Whenever a line in the data holds the string "whisker", copy that line.

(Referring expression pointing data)
[Start of section]
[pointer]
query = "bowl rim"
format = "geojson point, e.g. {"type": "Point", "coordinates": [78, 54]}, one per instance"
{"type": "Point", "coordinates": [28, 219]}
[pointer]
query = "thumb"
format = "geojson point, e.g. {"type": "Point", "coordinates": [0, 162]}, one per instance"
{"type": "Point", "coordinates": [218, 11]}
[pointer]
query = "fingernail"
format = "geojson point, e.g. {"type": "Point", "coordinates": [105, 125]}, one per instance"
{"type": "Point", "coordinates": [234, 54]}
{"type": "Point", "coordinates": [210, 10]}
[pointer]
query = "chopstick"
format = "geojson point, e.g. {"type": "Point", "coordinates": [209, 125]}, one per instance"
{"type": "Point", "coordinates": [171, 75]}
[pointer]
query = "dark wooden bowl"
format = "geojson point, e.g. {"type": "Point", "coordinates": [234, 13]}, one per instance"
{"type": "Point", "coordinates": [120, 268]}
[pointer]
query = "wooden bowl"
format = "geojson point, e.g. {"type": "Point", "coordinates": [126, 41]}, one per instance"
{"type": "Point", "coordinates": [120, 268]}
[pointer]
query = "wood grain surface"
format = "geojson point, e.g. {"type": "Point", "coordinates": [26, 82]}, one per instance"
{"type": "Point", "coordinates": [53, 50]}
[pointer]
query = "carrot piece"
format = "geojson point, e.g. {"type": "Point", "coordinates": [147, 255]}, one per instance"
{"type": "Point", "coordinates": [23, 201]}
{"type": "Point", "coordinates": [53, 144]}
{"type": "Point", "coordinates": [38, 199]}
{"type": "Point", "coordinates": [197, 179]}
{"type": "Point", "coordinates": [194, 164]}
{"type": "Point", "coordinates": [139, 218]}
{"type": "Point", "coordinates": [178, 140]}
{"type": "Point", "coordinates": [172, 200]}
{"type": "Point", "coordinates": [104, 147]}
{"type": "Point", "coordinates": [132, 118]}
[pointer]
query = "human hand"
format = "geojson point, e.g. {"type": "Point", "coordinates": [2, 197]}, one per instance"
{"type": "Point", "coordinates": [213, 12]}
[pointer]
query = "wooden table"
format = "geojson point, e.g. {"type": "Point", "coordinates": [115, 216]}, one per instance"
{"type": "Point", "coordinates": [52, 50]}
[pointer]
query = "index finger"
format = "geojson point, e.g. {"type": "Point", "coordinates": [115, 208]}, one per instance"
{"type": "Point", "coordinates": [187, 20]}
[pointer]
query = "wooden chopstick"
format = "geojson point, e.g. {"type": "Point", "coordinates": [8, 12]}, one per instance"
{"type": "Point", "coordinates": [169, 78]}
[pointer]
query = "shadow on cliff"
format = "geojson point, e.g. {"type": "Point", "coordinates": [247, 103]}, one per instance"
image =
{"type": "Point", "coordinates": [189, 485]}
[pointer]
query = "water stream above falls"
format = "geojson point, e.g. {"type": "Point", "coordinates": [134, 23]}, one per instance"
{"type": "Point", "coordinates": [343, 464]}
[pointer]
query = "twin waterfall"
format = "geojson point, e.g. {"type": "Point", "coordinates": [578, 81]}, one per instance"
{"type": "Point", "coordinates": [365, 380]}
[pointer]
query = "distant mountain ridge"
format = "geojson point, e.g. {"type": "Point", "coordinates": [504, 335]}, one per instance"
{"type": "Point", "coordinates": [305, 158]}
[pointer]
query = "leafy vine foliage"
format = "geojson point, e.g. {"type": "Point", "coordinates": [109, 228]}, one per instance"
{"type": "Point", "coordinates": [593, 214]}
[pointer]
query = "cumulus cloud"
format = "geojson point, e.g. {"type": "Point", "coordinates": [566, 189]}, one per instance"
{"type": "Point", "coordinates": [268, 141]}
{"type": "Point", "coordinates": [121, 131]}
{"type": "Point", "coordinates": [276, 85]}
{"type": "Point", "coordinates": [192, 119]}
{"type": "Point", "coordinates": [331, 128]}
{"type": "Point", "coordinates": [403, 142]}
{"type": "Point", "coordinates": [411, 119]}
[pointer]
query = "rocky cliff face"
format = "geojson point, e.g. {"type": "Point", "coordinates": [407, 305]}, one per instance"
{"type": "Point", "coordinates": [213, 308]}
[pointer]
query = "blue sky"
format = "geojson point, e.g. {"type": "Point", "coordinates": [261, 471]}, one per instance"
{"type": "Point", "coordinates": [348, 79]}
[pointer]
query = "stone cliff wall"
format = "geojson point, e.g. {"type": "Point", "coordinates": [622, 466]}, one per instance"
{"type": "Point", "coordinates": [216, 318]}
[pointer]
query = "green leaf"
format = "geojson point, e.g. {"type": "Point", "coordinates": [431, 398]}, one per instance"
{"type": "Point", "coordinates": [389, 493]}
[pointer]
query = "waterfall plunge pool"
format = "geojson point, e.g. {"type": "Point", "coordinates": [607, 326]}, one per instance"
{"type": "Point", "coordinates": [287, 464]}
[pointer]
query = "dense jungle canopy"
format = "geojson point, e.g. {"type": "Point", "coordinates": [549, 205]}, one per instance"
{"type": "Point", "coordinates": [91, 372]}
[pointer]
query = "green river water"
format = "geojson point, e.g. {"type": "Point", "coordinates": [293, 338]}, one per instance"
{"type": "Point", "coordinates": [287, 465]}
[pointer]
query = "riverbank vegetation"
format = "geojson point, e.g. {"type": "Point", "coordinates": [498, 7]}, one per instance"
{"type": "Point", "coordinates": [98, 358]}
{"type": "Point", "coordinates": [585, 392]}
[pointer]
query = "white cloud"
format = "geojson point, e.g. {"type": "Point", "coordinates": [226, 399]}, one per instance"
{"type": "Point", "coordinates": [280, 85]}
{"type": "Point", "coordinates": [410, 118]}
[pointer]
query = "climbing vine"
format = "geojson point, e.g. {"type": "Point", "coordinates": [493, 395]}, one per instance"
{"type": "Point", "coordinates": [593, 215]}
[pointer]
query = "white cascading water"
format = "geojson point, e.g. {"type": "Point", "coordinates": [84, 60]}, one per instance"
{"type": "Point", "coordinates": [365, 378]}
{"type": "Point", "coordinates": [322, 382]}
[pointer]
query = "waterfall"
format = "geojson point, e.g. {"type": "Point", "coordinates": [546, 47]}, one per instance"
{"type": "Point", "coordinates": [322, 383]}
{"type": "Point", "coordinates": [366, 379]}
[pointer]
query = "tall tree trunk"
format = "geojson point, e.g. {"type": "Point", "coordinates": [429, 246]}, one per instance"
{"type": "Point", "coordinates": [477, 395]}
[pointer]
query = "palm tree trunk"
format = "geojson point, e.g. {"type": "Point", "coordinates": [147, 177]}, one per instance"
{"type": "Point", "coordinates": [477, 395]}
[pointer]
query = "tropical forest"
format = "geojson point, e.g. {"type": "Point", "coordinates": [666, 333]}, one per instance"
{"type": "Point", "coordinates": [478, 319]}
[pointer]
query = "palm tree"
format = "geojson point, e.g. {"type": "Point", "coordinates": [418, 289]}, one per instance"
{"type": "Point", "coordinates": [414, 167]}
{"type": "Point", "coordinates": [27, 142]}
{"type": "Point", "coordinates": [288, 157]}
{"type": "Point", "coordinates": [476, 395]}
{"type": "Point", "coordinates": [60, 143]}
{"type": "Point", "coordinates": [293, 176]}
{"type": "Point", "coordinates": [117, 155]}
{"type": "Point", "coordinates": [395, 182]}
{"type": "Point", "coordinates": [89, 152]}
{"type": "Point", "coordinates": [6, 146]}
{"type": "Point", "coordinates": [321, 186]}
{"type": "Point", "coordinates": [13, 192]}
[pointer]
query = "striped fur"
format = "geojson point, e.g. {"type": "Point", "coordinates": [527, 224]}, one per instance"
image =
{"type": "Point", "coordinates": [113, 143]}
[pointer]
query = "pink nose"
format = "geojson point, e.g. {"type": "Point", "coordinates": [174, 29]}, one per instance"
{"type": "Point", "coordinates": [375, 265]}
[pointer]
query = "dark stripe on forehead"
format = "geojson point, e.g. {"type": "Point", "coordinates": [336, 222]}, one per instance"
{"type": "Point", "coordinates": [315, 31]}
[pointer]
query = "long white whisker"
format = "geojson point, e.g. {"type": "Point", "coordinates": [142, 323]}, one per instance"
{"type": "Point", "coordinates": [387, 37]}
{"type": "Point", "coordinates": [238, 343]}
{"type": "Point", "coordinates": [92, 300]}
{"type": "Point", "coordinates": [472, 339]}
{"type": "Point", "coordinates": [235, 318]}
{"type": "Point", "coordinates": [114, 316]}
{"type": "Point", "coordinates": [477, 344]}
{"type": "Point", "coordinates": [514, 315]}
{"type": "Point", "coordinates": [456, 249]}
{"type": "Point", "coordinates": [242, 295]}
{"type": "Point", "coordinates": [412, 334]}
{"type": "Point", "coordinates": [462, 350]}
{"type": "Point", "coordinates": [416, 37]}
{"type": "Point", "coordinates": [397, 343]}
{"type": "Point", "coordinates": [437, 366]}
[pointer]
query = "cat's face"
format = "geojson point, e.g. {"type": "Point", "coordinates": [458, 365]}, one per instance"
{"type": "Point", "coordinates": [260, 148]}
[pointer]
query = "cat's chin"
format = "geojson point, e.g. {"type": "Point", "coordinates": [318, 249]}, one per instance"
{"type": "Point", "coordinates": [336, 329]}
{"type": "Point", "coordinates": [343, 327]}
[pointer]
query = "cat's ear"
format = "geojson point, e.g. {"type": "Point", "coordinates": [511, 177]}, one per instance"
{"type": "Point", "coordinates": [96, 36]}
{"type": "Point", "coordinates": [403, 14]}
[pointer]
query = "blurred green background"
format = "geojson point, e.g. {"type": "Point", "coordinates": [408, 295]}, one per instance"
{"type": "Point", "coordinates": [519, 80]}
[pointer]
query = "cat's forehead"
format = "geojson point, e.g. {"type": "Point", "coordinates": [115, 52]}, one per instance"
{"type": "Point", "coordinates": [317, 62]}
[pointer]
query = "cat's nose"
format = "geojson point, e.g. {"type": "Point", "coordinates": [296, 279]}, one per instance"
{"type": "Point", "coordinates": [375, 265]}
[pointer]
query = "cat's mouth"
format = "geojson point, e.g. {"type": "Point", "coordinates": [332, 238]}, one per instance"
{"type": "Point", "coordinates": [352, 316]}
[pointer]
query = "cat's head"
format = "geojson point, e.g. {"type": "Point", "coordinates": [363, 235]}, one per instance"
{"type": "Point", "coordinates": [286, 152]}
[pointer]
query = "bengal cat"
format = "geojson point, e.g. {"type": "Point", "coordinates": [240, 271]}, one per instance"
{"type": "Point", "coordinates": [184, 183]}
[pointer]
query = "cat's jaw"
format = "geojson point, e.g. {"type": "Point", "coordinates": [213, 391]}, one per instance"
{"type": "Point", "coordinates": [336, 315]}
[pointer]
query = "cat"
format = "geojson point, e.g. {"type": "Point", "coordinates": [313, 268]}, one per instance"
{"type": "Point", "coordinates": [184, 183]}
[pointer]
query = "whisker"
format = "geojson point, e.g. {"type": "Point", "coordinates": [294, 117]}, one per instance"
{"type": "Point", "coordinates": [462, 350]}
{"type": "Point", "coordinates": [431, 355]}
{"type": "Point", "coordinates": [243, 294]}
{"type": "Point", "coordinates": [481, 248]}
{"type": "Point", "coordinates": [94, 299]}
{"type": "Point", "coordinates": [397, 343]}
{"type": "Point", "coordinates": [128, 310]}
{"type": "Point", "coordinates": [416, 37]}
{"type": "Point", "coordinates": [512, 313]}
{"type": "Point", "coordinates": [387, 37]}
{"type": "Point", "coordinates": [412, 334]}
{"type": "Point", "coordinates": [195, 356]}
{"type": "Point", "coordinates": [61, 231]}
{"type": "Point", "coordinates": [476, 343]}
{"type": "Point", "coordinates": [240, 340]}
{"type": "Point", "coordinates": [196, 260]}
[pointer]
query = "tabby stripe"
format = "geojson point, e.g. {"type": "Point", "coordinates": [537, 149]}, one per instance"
[End of section]
§ **ANSWER TO THIS PROBLEM**
query = "long white whisker"
query = "whisker"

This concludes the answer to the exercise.